====== The input

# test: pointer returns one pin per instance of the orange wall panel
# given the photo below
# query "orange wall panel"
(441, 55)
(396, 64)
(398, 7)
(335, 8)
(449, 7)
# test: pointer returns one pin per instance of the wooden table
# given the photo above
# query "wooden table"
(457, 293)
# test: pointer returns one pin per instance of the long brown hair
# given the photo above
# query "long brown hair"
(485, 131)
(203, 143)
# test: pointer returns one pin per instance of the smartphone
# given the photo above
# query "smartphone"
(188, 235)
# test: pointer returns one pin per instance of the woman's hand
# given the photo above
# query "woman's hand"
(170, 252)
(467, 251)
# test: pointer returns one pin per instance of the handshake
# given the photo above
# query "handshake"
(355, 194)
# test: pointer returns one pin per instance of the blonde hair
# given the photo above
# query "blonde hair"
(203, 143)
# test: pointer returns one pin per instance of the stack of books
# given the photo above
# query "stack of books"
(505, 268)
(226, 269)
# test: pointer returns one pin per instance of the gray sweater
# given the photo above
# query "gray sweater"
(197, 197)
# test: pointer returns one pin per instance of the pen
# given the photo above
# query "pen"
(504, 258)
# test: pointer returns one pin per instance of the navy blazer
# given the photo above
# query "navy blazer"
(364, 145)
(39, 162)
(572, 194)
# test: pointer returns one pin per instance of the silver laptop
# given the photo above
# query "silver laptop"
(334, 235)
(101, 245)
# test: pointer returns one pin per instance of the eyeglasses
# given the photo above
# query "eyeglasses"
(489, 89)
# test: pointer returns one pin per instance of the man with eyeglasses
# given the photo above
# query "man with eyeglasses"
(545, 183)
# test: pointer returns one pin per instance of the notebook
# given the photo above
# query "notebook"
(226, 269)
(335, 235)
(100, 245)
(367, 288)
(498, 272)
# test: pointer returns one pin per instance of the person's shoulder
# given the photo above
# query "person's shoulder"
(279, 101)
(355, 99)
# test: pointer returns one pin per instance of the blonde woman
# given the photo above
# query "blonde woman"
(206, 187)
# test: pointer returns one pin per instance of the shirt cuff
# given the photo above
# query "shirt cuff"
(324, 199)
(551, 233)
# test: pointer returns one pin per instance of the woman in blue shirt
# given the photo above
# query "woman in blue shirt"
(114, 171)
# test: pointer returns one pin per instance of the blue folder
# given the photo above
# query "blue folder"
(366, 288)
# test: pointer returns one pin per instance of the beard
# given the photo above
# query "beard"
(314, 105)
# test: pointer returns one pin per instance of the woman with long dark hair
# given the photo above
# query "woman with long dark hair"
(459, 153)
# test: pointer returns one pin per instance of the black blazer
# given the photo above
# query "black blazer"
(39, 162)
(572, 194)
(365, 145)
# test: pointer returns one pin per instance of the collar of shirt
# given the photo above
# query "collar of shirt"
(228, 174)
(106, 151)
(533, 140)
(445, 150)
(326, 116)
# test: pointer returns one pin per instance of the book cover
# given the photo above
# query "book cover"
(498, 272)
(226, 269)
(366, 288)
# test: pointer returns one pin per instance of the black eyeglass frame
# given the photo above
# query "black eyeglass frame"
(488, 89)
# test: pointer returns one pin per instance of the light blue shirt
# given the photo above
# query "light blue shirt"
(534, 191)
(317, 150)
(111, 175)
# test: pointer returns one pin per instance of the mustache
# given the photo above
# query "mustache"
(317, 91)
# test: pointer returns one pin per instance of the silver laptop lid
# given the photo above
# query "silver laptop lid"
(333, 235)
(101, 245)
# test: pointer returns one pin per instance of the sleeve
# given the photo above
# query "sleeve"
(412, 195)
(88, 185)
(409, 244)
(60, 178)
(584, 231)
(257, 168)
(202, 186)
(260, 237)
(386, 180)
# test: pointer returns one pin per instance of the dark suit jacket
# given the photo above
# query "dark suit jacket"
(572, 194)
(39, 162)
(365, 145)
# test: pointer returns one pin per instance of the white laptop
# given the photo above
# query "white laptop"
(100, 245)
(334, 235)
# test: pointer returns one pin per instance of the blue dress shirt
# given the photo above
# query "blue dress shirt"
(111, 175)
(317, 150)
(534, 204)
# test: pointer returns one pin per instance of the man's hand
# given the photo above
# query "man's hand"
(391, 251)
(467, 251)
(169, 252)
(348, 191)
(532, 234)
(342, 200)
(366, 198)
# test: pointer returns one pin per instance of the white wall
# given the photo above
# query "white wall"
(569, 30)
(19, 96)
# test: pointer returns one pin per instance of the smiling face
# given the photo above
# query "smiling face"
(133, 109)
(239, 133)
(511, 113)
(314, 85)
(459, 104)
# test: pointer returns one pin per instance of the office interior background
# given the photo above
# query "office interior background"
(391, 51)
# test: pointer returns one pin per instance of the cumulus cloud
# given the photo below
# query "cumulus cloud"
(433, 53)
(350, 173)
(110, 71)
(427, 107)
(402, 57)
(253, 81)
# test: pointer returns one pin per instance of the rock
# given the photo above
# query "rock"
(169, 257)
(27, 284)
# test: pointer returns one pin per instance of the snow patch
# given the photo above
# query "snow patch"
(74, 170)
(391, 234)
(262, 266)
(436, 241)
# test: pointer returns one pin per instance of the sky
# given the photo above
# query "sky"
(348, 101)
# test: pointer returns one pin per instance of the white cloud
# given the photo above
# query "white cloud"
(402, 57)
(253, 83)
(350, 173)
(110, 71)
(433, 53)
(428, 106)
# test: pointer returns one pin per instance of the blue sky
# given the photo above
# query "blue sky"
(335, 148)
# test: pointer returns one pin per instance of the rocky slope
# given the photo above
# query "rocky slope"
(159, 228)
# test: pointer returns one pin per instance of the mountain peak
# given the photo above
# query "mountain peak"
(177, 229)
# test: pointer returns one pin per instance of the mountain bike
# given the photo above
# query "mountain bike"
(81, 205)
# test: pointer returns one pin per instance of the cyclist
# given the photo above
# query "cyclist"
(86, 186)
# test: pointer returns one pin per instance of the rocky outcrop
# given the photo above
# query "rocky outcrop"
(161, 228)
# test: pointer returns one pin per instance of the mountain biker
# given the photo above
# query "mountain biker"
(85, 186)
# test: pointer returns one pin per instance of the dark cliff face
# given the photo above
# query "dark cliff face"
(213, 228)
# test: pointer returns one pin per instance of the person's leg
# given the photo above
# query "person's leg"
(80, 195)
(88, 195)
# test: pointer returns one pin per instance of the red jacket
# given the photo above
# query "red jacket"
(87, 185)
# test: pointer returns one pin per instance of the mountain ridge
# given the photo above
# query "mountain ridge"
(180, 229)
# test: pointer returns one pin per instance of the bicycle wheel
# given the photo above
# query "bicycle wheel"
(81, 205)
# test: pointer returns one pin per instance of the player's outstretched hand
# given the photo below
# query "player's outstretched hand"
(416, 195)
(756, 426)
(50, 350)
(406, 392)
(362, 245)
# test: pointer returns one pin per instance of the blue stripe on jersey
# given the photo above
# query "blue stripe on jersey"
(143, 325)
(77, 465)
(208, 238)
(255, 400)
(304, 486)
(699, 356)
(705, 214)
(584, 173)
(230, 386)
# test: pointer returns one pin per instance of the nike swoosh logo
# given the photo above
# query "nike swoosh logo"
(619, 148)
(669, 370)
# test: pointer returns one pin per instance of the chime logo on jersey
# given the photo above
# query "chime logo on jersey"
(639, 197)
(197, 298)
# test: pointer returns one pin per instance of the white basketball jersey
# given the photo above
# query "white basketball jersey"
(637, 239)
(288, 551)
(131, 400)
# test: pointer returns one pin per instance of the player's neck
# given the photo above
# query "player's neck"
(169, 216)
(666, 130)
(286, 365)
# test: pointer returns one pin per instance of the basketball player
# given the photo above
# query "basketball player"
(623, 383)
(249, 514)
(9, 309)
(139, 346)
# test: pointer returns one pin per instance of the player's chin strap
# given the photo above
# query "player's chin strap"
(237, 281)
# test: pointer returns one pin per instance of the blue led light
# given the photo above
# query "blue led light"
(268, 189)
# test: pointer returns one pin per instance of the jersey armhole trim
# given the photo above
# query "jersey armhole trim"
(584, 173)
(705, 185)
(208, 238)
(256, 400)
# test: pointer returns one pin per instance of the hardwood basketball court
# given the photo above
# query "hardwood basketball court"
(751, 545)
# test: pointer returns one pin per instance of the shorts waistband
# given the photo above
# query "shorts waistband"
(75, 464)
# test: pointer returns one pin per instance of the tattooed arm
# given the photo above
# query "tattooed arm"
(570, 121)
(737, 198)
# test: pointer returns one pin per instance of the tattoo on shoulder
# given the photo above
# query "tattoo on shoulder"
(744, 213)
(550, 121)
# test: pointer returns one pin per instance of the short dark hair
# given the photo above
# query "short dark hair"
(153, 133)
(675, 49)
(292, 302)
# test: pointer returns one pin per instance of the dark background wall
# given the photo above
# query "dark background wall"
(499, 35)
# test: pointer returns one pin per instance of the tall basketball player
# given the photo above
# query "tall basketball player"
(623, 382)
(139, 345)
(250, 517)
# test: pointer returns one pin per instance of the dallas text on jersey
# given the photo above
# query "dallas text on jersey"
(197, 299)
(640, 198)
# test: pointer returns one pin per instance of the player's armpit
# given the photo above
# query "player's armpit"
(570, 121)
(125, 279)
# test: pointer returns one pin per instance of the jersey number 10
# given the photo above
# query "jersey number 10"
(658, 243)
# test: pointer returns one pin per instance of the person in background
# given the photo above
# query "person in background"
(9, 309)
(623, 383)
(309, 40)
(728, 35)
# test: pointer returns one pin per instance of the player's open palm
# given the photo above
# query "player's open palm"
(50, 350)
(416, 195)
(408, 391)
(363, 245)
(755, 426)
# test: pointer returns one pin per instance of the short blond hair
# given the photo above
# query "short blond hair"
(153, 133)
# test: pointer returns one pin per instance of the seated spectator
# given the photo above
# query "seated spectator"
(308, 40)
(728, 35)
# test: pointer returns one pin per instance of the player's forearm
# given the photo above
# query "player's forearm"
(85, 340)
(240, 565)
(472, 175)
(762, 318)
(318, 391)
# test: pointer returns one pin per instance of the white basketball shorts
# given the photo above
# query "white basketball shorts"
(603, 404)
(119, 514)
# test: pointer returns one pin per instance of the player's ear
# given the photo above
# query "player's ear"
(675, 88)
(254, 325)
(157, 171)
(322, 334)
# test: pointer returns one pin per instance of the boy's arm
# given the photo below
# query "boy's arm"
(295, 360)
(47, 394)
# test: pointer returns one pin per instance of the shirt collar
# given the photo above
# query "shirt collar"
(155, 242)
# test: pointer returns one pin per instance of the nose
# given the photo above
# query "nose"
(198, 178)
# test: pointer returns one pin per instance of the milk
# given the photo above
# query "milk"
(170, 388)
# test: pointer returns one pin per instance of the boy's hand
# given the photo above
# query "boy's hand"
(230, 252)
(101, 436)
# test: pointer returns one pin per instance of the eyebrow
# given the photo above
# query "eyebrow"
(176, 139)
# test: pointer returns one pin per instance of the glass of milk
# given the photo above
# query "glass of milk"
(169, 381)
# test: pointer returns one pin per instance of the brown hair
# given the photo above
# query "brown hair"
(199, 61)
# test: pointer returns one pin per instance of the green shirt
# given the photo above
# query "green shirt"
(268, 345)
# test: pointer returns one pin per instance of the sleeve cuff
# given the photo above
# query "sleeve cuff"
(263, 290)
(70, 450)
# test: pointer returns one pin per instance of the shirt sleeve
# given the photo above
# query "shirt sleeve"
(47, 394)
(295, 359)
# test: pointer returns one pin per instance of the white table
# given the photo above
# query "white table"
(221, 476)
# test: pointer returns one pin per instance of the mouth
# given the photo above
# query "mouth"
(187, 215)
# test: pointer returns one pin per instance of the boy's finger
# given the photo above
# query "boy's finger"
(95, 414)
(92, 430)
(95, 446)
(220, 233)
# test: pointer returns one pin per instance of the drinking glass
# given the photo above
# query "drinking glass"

============

- [Exercise goal] I'd like the lines above from the one with "the woman in blue shirt" up to and including the one with "# test: pointer returns one pin per instance of the beard" copied exactly, with no other lines.

- [Your solution]
# test: pointer returns one pin per instance of the woman in blue shirt
# given the photo above
# query "woman in blue shirt"
(114, 171)
# test: pointer returns one pin per instance of the blue folder
# given the photo above
# query "blue folder"
(366, 288)
# test: pointer returns one pin per instance of the beard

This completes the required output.